## ACTIVITY
Some entries follow. Reproduce exactly the lines starting at the one with "Highlight window sill." and stopping after the one with "Highlight door frame.".

## TASK INPUT
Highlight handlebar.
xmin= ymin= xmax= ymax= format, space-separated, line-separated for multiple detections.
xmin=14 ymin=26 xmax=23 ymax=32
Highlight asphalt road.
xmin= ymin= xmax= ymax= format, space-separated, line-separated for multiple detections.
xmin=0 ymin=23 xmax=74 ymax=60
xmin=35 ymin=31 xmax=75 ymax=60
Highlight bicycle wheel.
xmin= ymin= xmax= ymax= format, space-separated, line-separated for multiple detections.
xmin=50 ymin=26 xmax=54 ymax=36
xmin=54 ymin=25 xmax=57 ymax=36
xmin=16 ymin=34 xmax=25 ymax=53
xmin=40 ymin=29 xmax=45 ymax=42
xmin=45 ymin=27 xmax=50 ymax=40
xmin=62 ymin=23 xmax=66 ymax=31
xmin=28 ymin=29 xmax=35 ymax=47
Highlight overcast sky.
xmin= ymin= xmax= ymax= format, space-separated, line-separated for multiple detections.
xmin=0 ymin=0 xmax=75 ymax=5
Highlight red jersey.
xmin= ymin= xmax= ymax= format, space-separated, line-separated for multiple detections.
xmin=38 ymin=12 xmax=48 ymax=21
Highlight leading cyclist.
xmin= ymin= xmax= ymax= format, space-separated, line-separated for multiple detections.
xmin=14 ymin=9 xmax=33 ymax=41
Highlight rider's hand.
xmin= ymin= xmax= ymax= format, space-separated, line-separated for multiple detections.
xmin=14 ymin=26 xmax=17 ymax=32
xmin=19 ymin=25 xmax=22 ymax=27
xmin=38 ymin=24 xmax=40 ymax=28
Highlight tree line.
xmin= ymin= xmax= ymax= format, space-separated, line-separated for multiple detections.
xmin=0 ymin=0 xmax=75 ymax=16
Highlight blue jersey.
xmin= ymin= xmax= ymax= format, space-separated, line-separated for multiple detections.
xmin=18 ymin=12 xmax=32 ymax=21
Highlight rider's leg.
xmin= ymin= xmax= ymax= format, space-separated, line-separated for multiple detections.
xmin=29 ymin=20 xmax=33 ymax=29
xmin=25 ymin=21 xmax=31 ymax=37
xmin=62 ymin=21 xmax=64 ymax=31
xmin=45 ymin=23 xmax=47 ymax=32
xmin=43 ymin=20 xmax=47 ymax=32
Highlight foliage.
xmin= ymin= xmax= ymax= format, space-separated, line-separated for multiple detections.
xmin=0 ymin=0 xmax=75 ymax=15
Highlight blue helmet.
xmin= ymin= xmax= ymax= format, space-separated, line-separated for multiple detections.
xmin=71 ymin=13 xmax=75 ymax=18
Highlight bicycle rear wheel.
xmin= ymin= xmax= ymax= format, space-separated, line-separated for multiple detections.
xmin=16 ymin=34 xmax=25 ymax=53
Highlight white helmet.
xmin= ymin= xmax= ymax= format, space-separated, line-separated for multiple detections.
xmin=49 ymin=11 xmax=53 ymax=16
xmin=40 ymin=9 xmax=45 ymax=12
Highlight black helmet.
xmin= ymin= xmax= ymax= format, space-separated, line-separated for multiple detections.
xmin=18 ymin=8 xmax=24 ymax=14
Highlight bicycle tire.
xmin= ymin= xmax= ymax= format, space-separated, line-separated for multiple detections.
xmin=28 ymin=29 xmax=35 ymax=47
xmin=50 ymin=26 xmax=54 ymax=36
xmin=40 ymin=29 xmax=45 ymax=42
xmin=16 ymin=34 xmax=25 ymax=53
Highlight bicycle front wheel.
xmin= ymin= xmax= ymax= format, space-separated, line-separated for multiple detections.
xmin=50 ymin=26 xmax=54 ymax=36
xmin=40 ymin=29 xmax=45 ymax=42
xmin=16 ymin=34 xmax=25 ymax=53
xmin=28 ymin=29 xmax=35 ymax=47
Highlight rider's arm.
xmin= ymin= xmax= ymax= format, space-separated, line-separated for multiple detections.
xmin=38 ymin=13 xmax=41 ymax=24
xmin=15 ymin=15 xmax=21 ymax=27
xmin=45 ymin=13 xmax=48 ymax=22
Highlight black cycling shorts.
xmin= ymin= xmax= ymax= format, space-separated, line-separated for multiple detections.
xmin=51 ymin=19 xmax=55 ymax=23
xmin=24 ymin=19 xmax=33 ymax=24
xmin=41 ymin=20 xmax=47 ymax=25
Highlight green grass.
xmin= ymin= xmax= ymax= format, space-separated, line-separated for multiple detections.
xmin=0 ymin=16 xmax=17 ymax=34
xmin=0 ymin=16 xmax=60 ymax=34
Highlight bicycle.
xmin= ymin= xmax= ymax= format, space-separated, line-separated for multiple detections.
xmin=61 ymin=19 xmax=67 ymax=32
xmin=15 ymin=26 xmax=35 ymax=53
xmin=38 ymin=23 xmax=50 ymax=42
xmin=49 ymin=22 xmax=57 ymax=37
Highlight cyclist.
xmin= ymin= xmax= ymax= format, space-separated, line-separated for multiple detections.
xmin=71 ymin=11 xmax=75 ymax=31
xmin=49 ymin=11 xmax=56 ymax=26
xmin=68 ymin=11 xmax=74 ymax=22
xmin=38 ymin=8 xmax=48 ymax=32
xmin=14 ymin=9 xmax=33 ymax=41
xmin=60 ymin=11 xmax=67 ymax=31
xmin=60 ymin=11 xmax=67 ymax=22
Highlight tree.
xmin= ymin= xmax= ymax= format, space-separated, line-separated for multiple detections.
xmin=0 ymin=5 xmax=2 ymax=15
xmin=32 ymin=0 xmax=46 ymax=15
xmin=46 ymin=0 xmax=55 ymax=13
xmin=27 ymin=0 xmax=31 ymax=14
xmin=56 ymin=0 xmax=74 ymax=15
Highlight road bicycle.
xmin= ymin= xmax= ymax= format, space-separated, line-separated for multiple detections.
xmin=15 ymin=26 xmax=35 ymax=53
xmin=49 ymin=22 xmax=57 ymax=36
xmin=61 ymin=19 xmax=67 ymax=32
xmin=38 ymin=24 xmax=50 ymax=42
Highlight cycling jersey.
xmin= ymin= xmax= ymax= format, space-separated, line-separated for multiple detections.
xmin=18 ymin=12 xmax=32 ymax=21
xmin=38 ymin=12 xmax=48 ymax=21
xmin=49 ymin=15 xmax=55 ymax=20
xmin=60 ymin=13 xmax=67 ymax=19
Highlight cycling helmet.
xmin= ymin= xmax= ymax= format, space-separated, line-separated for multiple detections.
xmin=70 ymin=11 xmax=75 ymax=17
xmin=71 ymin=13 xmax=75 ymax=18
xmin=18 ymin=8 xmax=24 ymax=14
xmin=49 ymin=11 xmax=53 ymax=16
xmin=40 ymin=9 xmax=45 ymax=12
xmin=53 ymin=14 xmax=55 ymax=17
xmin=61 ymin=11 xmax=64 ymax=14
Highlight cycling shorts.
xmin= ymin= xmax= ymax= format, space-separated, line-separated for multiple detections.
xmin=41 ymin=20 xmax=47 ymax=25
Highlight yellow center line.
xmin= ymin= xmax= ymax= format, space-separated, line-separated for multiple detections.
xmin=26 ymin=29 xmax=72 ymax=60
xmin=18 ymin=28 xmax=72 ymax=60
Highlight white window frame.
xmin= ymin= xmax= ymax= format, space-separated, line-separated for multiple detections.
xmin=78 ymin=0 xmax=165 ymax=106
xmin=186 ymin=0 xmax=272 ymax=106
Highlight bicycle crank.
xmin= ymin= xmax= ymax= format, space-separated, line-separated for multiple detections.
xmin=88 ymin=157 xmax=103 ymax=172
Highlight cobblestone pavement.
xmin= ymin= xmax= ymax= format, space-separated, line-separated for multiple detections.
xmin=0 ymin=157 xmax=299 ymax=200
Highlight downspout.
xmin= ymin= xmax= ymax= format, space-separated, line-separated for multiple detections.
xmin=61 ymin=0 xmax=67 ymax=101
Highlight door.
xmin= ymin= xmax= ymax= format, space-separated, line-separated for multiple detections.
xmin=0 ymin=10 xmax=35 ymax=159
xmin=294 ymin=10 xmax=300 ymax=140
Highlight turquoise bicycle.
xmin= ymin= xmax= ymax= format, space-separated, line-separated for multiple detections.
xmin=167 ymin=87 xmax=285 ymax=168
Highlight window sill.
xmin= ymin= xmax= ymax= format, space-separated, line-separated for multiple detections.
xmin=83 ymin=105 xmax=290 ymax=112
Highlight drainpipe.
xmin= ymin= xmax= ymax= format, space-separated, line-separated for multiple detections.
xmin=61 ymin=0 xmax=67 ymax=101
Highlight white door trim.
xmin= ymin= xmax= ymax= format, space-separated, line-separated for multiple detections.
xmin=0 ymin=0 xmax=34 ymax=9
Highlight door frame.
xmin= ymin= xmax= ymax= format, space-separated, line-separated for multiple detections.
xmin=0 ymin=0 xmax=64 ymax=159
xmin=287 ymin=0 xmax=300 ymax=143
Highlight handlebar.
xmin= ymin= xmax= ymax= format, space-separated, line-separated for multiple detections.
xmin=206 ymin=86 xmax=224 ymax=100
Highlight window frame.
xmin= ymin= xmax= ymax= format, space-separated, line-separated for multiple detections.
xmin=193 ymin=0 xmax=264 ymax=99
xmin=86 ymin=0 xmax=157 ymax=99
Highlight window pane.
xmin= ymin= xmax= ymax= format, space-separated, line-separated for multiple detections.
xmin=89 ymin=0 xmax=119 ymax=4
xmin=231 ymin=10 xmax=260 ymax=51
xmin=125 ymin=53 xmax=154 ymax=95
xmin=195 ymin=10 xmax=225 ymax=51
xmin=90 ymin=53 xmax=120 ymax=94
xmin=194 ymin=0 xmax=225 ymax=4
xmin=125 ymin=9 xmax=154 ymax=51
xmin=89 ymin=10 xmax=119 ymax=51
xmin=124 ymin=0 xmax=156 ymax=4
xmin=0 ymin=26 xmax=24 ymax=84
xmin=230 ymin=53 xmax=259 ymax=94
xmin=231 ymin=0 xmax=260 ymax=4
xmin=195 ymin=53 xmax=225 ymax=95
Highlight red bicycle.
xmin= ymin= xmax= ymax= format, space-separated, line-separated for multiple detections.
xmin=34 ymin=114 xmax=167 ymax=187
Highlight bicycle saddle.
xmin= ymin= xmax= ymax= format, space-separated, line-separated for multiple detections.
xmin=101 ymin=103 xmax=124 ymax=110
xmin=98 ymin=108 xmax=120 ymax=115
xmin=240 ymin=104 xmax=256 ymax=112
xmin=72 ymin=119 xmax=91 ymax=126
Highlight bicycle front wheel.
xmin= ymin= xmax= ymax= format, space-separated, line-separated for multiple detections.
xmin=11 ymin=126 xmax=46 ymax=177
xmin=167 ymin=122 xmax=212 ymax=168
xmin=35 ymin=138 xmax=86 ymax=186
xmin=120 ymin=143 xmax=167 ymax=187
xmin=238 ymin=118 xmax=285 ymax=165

## SOLUTION FOR THIS EXERCISE
Highlight window sill.
xmin= ymin= xmax= ymax= format, space-separated, line-separated for multiple detections.
xmin=83 ymin=105 xmax=290 ymax=112
Highlight drainpipe.
xmin= ymin= xmax= ymax= format, space-separated, line-separated for multiple detections.
xmin=61 ymin=0 xmax=67 ymax=101
Highlight white door trim.
xmin= ymin= xmax= ymax= format, space-separated, line-separated for multiple detections.
xmin=0 ymin=0 xmax=34 ymax=9
Highlight door frame.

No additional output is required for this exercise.